**INSTRUCTIONS FOR THE TASK**
Gather every line of the items below that contains the string "banner", matching case exactly.

**PROVIDED RECORDS**
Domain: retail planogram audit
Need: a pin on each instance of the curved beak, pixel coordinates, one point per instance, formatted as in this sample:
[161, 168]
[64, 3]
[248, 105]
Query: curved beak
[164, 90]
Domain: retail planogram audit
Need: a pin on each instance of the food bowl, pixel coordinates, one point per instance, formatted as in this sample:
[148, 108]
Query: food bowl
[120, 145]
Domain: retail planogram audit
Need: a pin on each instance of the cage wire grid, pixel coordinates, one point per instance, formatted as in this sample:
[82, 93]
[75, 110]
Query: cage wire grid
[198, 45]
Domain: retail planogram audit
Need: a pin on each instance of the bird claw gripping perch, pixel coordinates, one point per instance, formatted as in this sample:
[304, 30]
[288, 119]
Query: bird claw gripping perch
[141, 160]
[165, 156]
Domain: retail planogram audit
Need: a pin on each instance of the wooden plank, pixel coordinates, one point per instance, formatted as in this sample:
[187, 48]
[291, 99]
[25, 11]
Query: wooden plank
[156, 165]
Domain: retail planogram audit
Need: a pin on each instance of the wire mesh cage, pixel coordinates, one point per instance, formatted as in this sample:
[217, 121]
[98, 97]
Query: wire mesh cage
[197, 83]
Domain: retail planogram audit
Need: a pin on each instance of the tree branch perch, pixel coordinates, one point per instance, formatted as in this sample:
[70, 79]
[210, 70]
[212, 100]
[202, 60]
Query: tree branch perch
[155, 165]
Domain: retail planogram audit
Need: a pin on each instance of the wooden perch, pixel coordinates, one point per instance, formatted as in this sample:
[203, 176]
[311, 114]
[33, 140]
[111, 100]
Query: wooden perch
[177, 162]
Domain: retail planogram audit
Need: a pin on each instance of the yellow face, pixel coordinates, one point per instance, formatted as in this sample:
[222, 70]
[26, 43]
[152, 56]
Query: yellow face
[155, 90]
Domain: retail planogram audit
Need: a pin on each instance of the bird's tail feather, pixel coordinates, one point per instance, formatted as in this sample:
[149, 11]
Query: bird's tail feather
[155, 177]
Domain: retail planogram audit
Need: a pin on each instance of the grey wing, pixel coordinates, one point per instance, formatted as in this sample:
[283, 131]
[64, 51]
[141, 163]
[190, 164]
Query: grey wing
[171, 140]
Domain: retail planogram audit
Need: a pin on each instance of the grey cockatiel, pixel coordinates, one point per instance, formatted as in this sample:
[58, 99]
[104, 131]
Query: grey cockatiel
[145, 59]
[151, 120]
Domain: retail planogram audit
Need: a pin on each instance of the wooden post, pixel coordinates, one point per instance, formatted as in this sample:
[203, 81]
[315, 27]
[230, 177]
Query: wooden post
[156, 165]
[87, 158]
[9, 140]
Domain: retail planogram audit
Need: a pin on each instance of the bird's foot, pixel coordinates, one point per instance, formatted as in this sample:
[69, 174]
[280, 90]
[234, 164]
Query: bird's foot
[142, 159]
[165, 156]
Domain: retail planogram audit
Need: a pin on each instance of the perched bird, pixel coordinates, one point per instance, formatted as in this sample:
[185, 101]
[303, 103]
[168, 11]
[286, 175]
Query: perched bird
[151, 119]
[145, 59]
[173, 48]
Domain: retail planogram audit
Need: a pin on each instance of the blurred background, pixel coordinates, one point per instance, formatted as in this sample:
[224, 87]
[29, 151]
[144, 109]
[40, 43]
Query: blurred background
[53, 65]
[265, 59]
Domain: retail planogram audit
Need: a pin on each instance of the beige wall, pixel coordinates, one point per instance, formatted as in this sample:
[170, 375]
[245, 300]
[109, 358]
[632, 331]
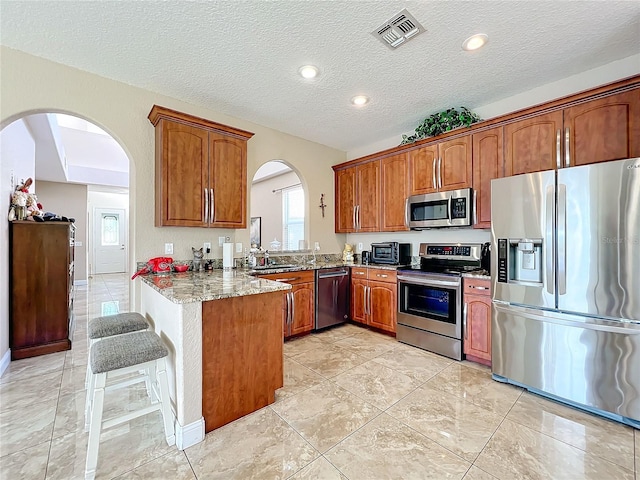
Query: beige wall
[30, 84]
[69, 200]
[17, 163]
[268, 205]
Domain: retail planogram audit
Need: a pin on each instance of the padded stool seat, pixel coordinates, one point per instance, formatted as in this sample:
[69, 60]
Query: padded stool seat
[117, 324]
[112, 360]
[117, 352]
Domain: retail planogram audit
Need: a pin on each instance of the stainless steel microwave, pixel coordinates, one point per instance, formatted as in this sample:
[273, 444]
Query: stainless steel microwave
[453, 208]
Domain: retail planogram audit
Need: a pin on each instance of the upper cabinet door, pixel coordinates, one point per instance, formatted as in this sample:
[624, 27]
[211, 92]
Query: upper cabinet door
[345, 200]
[228, 181]
[602, 130]
[454, 165]
[487, 164]
[531, 145]
[423, 169]
[368, 198]
[395, 190]
[182, 171]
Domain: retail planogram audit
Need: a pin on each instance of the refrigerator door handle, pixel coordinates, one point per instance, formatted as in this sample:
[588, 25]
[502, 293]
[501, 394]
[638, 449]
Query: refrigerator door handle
[562, 239]
[433, 173]
[558, 161]
[567, 156]
[549, 260]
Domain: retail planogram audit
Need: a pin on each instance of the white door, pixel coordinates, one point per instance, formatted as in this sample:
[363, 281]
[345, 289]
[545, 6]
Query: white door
[109, 229]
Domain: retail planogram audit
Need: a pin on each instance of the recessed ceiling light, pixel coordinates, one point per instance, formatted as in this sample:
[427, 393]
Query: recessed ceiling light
[475, 42]
[308, 71]
[360, 100]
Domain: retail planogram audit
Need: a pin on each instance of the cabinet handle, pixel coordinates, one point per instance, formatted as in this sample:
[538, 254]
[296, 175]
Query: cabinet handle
[475, 207]
[212, 207]
[567, 156]
[406, 212]
[464, 320]
[206, 206]
[433, 172]
[558, 161]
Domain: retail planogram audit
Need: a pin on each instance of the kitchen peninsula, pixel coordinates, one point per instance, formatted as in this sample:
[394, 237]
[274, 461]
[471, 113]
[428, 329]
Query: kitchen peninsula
[224, 335]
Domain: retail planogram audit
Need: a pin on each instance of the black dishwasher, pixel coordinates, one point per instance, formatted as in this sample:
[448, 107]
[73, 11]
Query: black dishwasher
[332, 296]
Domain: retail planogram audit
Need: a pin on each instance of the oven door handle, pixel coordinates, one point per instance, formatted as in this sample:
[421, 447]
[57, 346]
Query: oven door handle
[421, 281]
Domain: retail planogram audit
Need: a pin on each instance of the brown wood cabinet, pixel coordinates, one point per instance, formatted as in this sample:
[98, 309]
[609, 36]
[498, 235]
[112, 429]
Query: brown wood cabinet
[358, 198]
[201, 171]
[241, 356]
[599, 130]
[487, 164]
[602, 130]
[299, 302]
[443, 166]
[374, 297]
[41, 271]
[395, 190]
[477, 320]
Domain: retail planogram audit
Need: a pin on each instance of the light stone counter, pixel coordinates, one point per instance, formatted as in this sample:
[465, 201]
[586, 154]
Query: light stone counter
[173, 305]
[189, 287]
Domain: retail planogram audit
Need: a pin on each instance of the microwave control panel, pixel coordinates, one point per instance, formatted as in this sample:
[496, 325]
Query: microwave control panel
[449, 250]
[458, 208]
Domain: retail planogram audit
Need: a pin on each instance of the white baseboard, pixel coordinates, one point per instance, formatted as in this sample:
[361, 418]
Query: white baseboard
[190, 434]
[6, 360]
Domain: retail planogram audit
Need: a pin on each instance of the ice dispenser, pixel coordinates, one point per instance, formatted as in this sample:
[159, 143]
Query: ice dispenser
[520, 260]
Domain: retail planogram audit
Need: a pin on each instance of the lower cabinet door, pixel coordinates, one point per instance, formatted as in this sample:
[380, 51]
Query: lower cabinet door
[358, 300]
[303, 308]
[477, 337]
[383, 305]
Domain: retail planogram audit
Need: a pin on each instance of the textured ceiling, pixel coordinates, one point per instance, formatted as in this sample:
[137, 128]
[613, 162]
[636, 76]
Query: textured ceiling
[241, 57]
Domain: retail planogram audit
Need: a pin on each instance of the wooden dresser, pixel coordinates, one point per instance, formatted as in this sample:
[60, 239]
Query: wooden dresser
[41, 287]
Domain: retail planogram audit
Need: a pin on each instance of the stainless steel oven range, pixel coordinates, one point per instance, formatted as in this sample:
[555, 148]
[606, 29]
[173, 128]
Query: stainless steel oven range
[430, 297]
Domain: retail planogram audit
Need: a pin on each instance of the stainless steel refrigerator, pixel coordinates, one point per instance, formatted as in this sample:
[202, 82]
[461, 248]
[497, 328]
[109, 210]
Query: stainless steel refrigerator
[566, 285]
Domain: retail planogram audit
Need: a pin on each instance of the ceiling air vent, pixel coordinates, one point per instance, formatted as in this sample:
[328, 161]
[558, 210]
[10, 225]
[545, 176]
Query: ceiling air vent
[398, 30]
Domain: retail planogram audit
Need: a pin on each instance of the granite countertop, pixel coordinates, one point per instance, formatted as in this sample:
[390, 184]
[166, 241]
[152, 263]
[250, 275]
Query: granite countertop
[190, 287]
[318, 266]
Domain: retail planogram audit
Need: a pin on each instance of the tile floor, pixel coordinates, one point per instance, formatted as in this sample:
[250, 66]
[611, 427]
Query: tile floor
[355, 405]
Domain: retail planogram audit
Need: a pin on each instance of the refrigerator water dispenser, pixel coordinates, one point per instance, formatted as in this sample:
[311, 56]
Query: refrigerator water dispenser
[520, 260]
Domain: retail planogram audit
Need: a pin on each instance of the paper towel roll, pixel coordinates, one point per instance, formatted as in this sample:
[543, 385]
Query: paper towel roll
[227, 256]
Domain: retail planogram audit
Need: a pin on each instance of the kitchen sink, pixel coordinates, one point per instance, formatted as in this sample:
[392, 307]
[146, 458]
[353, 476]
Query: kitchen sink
[283, 266]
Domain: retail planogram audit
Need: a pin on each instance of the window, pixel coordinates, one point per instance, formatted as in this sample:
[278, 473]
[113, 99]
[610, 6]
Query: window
[110, 230]
[293, 217]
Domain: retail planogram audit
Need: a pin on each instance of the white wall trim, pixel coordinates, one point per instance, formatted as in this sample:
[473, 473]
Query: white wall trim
[190, 434]
[6, 360]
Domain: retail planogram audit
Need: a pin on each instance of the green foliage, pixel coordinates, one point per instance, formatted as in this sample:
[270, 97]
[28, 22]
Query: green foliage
[442, 122]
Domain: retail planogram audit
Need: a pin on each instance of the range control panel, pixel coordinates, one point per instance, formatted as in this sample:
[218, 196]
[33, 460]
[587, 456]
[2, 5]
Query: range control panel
[449, 250]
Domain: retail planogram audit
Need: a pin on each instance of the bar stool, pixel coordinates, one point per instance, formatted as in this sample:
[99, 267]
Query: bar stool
[116, 356]
[108, 326]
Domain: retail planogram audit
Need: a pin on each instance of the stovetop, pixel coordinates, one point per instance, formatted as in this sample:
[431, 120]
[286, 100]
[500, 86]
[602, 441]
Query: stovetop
[449, 271]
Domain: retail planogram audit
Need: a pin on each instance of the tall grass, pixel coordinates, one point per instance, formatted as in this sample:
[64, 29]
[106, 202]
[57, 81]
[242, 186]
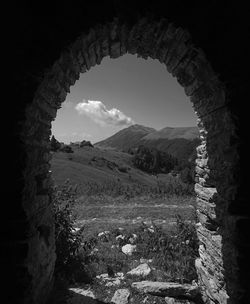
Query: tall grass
[114, 188]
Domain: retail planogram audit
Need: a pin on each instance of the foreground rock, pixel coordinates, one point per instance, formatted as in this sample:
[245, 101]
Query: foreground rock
[121, 296]
[167, 289]
[128, 249]
[83, 292]
[111, 281]
[142, 270]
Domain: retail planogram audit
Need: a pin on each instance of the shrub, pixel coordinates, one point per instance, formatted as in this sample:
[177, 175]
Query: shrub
[55, 145]
[66, 149]
[69, 264]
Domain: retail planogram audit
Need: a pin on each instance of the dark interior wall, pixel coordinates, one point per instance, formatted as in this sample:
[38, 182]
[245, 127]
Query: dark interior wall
[39, 31]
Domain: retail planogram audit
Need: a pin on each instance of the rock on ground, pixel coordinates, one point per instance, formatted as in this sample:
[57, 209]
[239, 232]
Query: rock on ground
[121, 296]
[167, 289]
[141, 270]
[83, 292]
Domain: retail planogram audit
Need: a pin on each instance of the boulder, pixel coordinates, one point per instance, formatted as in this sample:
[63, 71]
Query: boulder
[121, 296]
[167, 289]
[141, 270]
[86, 143]
[128, 249]
[83, 292]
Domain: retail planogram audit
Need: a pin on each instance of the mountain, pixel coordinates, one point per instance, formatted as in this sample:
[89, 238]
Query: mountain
[189, 133]
[180, 142]
[126, 138]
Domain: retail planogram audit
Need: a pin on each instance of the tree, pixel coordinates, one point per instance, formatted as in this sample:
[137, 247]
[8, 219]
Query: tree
[154, 161]
[55, 145]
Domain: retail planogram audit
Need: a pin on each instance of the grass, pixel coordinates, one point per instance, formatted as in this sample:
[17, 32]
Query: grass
[112, 207]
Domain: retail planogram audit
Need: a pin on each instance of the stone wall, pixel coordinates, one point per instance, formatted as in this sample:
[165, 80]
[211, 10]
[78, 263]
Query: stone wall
[221, 198]
[216, 156]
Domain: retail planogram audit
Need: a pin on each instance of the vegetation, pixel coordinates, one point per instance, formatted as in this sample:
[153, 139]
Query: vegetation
[154, 161]
[81, 255]
[55, 144]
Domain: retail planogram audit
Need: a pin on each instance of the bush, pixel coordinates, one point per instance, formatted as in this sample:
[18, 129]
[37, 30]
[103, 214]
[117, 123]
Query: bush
[152, 160]
[66, 149]
[69, 264]
[55, 145]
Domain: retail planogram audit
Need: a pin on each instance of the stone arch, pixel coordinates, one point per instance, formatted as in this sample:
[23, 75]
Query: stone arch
[216, 156]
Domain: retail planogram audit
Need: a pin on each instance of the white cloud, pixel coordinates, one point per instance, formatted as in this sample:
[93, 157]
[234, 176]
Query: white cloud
[98, 112]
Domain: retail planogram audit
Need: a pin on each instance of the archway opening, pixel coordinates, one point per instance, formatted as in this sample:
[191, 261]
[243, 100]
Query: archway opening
[127, 140]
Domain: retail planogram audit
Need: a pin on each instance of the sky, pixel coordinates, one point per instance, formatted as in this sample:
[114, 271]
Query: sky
[118, 93]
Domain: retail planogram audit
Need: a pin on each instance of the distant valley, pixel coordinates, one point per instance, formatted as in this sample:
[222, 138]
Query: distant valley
[179, 142]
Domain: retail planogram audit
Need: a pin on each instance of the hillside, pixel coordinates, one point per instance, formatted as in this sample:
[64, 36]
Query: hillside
[126, 138]
[181, 142]
[97, 165]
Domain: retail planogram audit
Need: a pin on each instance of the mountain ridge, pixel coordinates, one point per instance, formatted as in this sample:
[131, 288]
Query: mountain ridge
[178, 141]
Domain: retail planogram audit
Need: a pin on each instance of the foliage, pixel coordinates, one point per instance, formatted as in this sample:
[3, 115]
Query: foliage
[152, 160]
[173, 253]
[68, 263]
[115, 188]
[66, 149]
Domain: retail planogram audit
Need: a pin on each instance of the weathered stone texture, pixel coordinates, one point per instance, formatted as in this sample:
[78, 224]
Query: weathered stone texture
[216, 156]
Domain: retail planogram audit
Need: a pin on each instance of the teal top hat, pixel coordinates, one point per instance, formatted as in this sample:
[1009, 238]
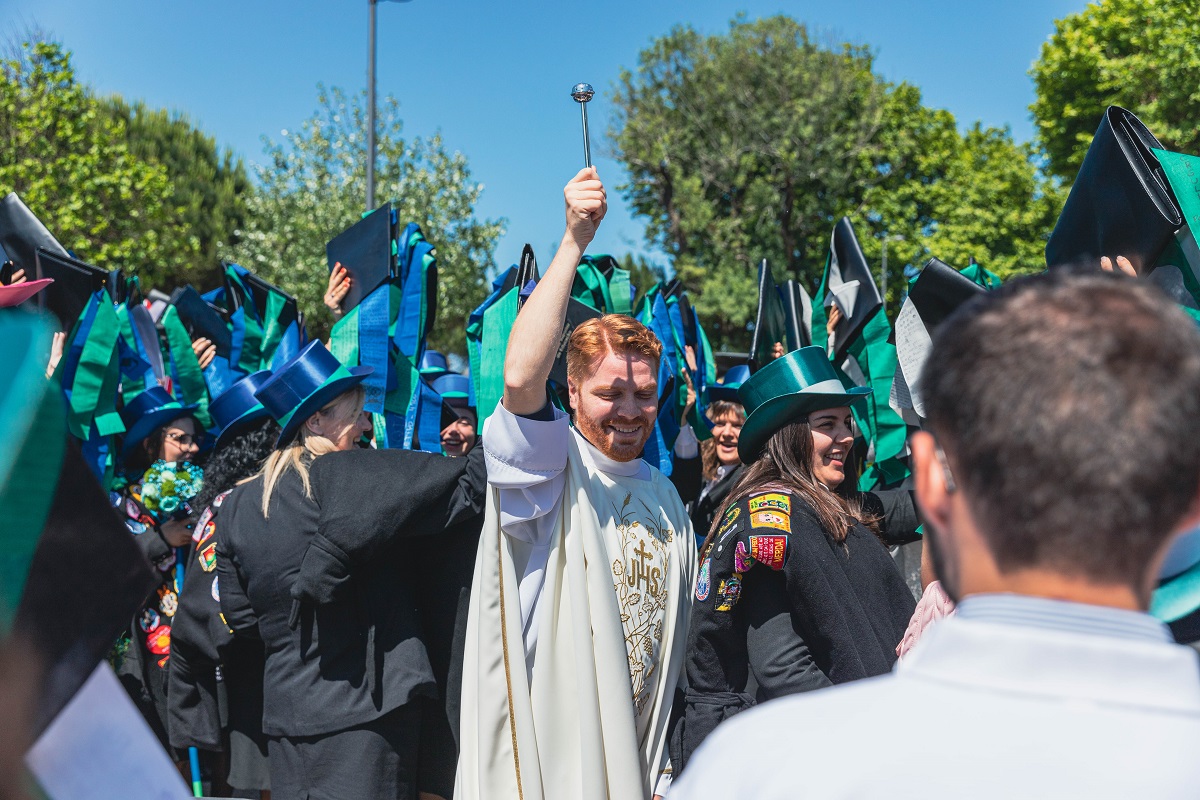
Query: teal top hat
[149, 411]
[304, 385]
[786, 390]
[727, 389]
[234, 409]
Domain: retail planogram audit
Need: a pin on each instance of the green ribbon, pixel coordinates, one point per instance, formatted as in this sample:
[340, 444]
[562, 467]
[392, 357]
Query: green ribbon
[30, 457]
[187, 366]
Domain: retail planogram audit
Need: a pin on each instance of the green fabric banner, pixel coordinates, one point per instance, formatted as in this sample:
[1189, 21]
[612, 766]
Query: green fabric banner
[187, 367]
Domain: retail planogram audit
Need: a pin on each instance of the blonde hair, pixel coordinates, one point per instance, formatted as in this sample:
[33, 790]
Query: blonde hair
[343, 410]
[615, 334]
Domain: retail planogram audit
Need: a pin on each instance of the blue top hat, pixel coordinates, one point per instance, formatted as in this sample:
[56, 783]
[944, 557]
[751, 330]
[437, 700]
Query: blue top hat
[149, 411]
[304, 385]
[455, 390]
[237, 407]
[433, 365]
[727, 389]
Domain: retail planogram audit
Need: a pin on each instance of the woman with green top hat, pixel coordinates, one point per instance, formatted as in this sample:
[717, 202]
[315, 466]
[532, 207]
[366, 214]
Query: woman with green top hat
[313, 558]
[796, 590]
[159, 429]
[215, 698]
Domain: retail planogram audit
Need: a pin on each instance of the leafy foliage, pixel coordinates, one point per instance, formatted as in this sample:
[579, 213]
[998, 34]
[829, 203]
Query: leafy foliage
[312, 186]
[1139, 54]
[753, 144]
[210, 185]
[72, 164]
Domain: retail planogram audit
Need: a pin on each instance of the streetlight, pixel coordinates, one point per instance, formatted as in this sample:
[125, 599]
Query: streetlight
[371, 59]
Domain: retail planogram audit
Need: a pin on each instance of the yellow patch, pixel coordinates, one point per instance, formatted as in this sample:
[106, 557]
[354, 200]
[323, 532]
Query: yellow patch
[771, 503]
[775, 519]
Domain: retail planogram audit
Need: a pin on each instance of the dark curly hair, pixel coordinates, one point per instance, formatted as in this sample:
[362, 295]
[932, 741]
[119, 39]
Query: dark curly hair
[237, 459]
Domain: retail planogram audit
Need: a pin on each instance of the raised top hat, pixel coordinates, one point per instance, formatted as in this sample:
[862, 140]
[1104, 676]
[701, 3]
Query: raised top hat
[455, 390]
[149, 411]
[729, 385]
[234, 409]
[304, 385]
[433, 365]
[786, 390]
[13, 294]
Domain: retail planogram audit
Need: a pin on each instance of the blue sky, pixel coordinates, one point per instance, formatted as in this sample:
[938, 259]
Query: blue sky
[495, 77]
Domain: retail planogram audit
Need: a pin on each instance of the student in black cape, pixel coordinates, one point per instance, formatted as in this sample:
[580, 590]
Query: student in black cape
[215, 698]
[157, 428]
[796, 590]
[313, 557]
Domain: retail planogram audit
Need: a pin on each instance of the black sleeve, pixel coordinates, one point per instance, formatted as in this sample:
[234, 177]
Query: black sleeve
[688, 477]
[779, 657]
[898, 510]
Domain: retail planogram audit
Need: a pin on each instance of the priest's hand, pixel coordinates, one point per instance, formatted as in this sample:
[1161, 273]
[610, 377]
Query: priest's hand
[1123, 265]
[335, 293]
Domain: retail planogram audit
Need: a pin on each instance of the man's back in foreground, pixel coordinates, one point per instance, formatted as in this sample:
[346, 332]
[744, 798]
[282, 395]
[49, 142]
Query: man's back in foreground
[1060, 461]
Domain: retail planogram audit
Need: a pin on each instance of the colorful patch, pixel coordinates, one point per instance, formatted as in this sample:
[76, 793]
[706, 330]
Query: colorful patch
[705, 581]
[208, 558]
[205, 534]
[730, 593]
[772, 519]
[771, 501]
[742, 560]
[159, 641]
[168, 601]
[769, 549]
[149, 620]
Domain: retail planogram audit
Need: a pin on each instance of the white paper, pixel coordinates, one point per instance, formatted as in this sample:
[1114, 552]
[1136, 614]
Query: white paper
[99, 747]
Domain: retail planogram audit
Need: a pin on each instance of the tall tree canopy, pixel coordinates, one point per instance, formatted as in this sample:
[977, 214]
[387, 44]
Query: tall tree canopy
[71, 162]
[753, 144]
[211, 186]
[312, 187]
[1139, 54]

**OUTPUT**
Need: a pin on each instance of the green fabric banner, pixel coordinates, one point per instance, formatted as in this sample:
Query: green fabric banner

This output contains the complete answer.